- _Supplied material_
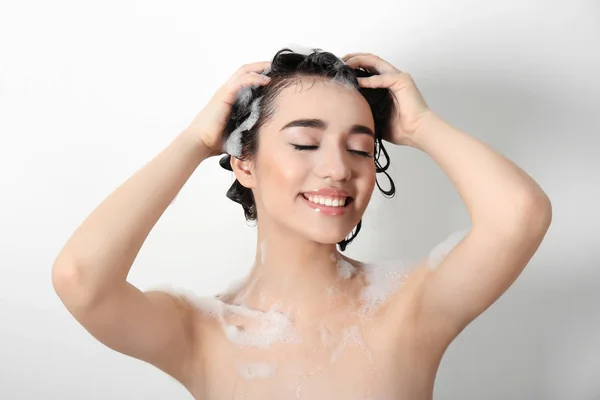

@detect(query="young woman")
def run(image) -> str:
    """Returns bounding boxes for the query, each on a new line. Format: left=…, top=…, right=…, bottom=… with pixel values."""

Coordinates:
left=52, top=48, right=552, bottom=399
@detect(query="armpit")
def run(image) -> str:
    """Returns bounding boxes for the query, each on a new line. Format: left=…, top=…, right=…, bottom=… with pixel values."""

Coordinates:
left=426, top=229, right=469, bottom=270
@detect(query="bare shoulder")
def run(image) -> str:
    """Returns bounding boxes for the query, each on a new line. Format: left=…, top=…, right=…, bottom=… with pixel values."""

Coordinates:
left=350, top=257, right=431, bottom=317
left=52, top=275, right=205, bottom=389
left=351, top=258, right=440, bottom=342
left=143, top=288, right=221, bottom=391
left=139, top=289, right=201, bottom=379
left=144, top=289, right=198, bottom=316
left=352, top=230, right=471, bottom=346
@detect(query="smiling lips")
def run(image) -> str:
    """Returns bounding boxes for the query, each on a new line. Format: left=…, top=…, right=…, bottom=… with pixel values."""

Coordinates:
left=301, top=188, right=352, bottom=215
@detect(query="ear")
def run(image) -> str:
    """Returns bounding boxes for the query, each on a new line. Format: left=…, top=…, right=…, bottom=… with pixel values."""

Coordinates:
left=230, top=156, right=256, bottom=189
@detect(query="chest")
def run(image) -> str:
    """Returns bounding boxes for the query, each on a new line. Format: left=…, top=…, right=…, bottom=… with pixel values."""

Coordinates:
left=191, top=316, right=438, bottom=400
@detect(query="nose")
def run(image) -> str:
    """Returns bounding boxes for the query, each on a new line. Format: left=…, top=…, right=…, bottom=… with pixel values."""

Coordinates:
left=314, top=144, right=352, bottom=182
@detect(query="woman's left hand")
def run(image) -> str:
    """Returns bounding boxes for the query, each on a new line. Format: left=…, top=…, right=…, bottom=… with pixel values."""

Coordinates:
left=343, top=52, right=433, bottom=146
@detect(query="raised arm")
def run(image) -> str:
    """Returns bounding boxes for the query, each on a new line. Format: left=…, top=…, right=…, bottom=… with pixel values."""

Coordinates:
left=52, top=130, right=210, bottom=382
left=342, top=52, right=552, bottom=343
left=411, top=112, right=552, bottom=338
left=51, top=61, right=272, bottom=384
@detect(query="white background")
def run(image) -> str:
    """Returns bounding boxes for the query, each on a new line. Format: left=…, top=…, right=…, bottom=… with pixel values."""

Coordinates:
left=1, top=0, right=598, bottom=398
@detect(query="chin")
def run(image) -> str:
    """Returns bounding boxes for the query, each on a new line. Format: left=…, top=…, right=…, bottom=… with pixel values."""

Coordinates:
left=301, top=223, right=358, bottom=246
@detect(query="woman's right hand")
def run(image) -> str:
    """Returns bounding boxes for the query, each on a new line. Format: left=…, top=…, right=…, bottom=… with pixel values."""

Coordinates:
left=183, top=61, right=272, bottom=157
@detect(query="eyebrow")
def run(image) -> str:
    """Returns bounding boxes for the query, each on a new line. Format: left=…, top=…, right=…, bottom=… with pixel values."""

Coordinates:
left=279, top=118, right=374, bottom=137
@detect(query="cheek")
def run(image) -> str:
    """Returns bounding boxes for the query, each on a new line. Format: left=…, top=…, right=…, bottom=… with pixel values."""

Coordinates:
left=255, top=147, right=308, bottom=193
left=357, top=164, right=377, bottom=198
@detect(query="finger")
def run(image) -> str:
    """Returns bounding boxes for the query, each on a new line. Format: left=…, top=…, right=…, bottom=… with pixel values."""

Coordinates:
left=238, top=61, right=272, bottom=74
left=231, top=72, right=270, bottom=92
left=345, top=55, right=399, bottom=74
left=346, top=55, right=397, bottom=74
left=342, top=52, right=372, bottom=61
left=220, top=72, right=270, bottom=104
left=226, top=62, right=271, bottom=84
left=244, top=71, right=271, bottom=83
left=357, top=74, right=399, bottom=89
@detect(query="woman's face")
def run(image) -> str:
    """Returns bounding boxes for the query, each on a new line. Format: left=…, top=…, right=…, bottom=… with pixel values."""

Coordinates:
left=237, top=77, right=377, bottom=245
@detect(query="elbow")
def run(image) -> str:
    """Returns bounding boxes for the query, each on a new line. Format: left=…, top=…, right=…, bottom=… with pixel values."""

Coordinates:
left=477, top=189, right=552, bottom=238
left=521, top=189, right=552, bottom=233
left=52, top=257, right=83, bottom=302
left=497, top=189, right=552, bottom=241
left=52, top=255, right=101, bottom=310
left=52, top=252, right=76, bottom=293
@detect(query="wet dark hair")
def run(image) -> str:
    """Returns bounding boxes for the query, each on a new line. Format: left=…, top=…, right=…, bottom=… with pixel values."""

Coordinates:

- _Exercise description_
Once the pictures are dropped, set down everything else in the records exactly.

- _Completed exercise_
@detect(query="young woman")
def run(image) -> str:
    """Returns bounding boxes for the query, each on a new line. Format: left=…, top=…, right=…, bottom=… with pixel values."""

Coordinates:
left=52, top=48, right=552, bottom=399
@detect(query="armpit")
def run(image) -> str:
    """Returns bounding boxes for the query, each on a new line. Format: left=…, top=…, right=…, bottom=… with pixel values."""

Coordinates:
left=426, top=229, right=469, bottom=270
@detect(query="bare shoulder")
def run(image) -> str:
    """Returns bounding boxes for the query, each on a new line. Format: left=…, top=…, right=…, bottom=… with pixel values."""

Coordinates:
left=350, top=257, right=431, bottom=317
left=52, top=275, right=205, bottom=389
left=351, top=258, right=440, bottom=342
left=143, top=288, right=221, bottom=391
left=139, top=289, right=201, bottom=379
left=144, top=289, right=198, bottom=316
left=352, top=230, right=471, bottom=346
@detect(query="smiling lips")
def run(image) -> str:
    """Returns bounding boxes for the query, each on a new line. Format: left=…, top=…, right=…, bottom=… with pixel values."""

Coordinates:
left=301, top=188, right=352, bottom=215
@detect(query="ear")
def run(image) -> str:
    """Returns bounding boxes for the query, each on a new line. Format: left=…, top=…, right=…, bottom=… with pixel values."""

Coordinates:
left=230, top=156, right=256, bottom=189
@detect(query="chest")
def run(image) -> str:
    """Returns bounding boxes for the query, each on a new line. Format: left=…, top=…, right=…, bottom=… with pixel values."""

Coordinates:
left=191, top=316, right=438, bottom=400
@detect(query="nose")
def run(image) -> str:
    """Returns bounding boxes for the query, each on a new line. Format: left=…, top=…, right=…, bottom=… with pixel values."""

Coordinates:
left=314, top=144, right=352, bottom=182
@detect(query="woman's left hand")
def run(image) -> str:
    """Returns bounding boxes for the query, each on a new line. Format: left=…, top=…, right=…, bottom=… with pixel values."""

Coordinates:
left=343, top=52, right=433, bottom=146
@detect(query="raised arm")
def run(image) -> str:
    """Returns bounding boxes for the query, each on a new line. Format: left=…, top=…, right=…, bottom=… with pixel values."""

Coordinates:
left=52, top=130, right=210, bottom=382
left=342, top=52, right=552, bottom=343
left=411, top=112, right=552, bottom=338
left=51, top=61, right=272, bottom=384
@detect(query="white background")
def run(image) -> str:
    """Returns bounding boxes for the query, each on a new line. Format: left=…, top=…, right=…, bottom=… with pixel values."""

Coordinates:
left=1, top=0, right=598, bottom=398
@detect(query="chin")
def run(image) -> str:
    """Returns bounding boxes for the query, each on a new line. Format: left=…, top=…, right=…, bottom=… with pixel values."""

Coordinates:
left=301, top=223, right=358, bottom=246
@detect(query="woman's right hand")
def run(image) -> str:
    """Returns bounding boxes for the query, each on a new line. Format: left=…, top=…, right=…, bottom=… with pixel values."""

Coordinates:
left=183, top=61, right=272, bottom=157
@detect(query="eyebrow")
def run(image) -> str:
    """Returns bounding boxes for the query, each on a new line. Format: left=…, top=…, right=…, bottom=… with pixel values."""

Coordinates:
left=279, top=118, right=374, bottom=137
@detect(query="cheek")
def run(image) -> str:
    """Returns bounding boxes for the query, each on a new line. Format: left=…, top=…, right=…, bottom=… with pixel values."""

Coordinates:
left=255, top=147, right=308, bottom=193
left=357, top=164, right=377, bottom=198
@detect(query="finger")
def run(image) -> str:
    """Returns bounding boxes for the query, each on a new line. Format: left=…, top=…, right=…, bottom=… with pixel values."""

Coordinates:
left=238, top=61, right=272, bottom=74
left=231, top=72, right=270, bottom=92
left=345, top=55, right=399, bottom=74
left=346, top=55, right=397, bottom=74
left=342, top=52, right=372, bottom=61
left=220, top=72, right=270, bottom=104
left=226, top=62, right=271, bottom=84
left=244, top=71, right=271, bottom=83
left=357, top=74, right=399, bottom=89
@detect(query="woman's face")
def run(image) -> str:
    """Returns bounding boxes for the query, each on a new line. Format: left=…, top=…, right=…, bottom=… with pixel values."""

Coordinates:
left=237, top=77, right=377, bottom=245
@detect(query="elbow")
def run(image) -> str:
    """Returns bounding boxes for the query, each on a new line. Format: left=…, top=…, right=…, bottom=… with pixel values."""

Coordinates:
left=477, top=189, right=552, bottom=238
left=521, top=189, right=552, bottom=233
left=52, top=257, right=83, bottom=302
left=497, top=189, right=552, bottom=241
left=52, top=255, right=101, bottom=310
left=52, top=252, right=76, bottom=293
@detect(query="wet dark hair")
def run(image) -> str:
    """Returns bounding boxes for the query, each on a new line. Format: left=…, top=…, right=…, bottom=… with pixel values."""

Coordinates:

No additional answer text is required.